◆ **WHAT YOU HAVE TO DO**: Render the records below as a Markdown table with the columns Row and Text, giving each non-blank line its own numbered row and leaving out the pictures.

◆ **SUPPLIED MATERIAL**:
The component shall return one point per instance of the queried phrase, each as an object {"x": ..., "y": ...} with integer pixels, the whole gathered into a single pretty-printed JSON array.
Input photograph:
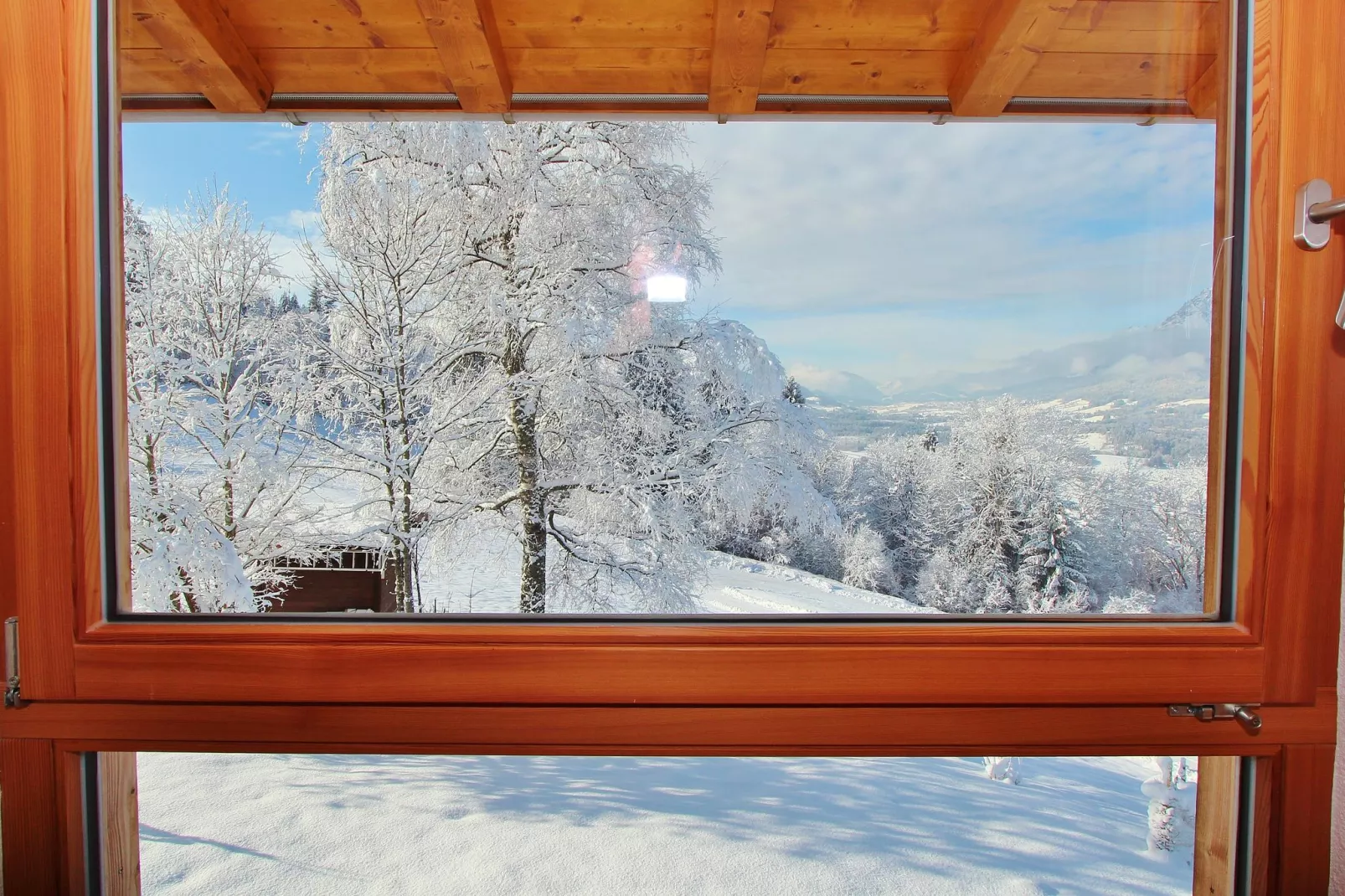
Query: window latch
[
  {"x": 11, "y": 662},
  {"x": 1313, "y": 213},
  {"x": 1243, "y": 713}
]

◆ **TASK RESPONSE**:
| Row | Text |
|---|---|
| 1 | The component shall return one point per instance of the queried phrase, each as an object {"x": ..., "y": ...} with integer pixels, the whole gathered into a single pretty-printed JSON array. |
| 2 | Input photograph: |
| 3 | Query: window latch |
| 4 | [ |
| 5 |   {"x": 11, "y": 662}, |
| 6 |   {"x": 1313, "y": 213}, |
| 7 |   {"x": 1243, "y": 713} |
| 8 | ] |